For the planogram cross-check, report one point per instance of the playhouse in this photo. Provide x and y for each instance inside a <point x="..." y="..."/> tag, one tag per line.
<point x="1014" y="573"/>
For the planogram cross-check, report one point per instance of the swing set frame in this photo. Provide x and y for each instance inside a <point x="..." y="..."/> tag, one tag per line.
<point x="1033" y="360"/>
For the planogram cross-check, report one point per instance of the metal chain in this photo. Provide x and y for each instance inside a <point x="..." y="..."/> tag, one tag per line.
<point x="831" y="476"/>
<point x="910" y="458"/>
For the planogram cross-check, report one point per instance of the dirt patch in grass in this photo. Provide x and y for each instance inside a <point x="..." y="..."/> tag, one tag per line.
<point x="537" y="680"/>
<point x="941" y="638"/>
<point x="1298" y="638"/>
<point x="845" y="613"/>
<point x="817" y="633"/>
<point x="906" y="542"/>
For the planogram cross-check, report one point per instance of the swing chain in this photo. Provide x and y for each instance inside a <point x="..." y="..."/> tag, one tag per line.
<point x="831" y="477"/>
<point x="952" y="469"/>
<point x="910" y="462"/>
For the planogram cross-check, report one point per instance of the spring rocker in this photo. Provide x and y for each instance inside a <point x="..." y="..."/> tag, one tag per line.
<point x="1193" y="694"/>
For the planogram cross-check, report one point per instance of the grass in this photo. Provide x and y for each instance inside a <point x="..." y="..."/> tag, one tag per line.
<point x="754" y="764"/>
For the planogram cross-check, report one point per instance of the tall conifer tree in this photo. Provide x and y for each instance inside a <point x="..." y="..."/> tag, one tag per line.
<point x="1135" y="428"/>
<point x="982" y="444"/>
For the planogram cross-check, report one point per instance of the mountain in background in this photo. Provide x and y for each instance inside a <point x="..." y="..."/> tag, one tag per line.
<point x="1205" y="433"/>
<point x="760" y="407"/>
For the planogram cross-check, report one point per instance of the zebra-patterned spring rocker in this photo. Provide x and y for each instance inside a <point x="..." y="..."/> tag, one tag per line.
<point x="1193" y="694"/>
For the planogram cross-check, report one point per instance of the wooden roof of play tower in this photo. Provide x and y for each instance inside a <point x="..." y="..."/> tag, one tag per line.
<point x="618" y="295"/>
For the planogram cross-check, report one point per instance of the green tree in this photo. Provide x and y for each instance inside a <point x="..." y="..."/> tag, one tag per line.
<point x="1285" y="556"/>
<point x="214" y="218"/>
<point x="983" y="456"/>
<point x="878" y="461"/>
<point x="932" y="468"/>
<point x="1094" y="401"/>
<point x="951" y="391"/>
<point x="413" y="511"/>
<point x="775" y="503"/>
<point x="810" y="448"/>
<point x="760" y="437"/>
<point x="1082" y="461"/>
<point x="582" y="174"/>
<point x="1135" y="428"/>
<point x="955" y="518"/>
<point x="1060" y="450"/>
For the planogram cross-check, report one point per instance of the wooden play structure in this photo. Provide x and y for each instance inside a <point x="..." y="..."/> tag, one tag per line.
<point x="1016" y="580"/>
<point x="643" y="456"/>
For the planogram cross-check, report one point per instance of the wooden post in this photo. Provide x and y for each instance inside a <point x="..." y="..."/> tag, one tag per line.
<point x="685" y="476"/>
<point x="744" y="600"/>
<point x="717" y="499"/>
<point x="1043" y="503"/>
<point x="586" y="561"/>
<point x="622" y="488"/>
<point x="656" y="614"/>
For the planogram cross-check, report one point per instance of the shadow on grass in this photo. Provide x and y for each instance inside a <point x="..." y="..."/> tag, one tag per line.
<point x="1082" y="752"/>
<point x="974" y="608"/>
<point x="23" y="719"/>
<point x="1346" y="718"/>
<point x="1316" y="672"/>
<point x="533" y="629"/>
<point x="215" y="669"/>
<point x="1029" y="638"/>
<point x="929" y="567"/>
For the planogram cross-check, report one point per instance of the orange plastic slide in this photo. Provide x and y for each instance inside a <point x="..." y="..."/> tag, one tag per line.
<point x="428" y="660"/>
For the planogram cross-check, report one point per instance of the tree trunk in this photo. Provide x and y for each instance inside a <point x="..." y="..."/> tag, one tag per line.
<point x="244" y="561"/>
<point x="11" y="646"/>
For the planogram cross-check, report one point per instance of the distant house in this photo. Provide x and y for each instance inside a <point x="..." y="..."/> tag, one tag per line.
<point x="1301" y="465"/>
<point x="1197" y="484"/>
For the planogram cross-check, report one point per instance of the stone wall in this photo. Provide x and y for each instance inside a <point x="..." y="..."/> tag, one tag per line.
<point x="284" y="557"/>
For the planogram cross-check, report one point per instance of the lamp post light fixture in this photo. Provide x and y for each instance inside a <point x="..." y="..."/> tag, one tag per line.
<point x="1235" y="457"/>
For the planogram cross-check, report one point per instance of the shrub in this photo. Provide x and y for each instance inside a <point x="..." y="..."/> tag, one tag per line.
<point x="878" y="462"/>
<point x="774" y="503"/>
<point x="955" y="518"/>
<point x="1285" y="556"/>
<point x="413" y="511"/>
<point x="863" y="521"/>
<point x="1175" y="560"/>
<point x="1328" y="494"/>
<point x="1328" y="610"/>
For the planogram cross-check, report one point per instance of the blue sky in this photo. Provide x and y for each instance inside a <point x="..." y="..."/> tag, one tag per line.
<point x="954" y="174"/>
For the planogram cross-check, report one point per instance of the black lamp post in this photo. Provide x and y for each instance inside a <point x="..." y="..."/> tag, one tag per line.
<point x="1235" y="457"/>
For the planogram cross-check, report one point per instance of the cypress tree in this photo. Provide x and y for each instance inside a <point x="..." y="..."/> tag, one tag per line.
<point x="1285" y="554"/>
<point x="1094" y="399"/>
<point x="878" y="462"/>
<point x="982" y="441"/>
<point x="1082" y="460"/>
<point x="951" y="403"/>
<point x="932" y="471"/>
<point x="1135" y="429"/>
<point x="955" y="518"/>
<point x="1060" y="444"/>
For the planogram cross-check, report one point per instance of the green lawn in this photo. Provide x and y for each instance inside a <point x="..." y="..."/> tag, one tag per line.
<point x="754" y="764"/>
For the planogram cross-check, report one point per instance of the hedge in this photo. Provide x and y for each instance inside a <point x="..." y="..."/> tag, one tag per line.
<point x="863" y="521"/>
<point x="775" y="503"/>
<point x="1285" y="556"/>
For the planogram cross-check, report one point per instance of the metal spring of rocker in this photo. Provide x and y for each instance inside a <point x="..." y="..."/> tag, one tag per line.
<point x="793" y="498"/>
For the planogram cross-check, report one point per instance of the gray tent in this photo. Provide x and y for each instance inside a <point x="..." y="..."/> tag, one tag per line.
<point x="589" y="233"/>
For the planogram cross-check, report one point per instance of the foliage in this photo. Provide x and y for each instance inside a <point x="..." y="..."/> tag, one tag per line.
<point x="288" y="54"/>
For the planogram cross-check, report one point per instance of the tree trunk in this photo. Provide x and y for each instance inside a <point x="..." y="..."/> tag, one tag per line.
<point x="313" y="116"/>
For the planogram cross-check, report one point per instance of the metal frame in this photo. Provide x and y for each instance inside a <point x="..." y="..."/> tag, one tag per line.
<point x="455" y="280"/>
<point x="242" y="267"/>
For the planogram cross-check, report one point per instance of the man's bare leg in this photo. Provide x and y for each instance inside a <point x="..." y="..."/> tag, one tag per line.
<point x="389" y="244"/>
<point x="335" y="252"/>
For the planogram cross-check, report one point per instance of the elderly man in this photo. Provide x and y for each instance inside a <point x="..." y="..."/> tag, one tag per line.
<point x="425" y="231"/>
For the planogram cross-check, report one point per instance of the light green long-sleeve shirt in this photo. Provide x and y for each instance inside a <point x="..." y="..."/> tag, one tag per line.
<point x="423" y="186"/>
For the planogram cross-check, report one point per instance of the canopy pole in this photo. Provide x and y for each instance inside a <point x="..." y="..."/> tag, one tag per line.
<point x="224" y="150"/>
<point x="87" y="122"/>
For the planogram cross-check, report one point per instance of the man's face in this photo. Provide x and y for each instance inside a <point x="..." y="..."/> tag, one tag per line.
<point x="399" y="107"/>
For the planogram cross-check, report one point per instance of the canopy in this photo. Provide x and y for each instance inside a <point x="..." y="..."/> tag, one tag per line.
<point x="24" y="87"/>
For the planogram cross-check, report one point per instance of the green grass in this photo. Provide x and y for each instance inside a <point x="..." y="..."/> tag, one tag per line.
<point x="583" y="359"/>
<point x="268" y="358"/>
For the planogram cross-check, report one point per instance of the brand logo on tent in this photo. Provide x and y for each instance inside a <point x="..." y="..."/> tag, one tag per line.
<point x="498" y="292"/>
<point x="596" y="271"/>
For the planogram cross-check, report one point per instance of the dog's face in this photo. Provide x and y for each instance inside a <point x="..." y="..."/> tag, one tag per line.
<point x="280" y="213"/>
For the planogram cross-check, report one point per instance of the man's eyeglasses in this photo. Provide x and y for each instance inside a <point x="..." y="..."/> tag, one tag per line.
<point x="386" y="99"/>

○ ○ ○

**Task goal:**
Please copy out the records again from the line with "the man's face" through the end, every line included, and shift each x and y coordinate in the answers up by 58 while leaving everything else unchanged.

**Solution:**
For the planogram cross-check, report one point per instance of the man's face in this photo. Provide x and y for each instance inside a <point x="..." y="..."/> tag, one tag per line.
<point x="457" y="165"/>
For the planogram cross-check, report one point per instance of the canopy in this photo. Provide x and y for each instance inside a <point x="..." y="..."/> tag, one tag per line.
<point x="82" y="145"/>
For the planogram cross-check, report one point per instance of the green grass in this photo. Provide x and y for each instance inside a <point x="..." y="..."/> tag, one tag per line.
<point x="641" y="417"/>
<point x="326" y="416"/>
For the planogram cross-check, report one point per instance of the brand logo on tent in this photo. Provide x and y for each instance inside a <point x="..." y="..."/> tag, one tag per line.
<point x="556" y="350"/>
<point x="654" y="329"/>
For the planogram cross-check, report one point per instance of the dog's face in this photo. Provide x and y for each instance inside a <point x="..." y="..."/> tag, one tag per line.
<point x="338" y="271"/>
For the planogram cross-check, report one point per instance of the man's eyeglasses in this photo. Provide x and y for each instance inside a <point x="..." y="..."/> tag, one tag per line.
<point x="444" y="157"/>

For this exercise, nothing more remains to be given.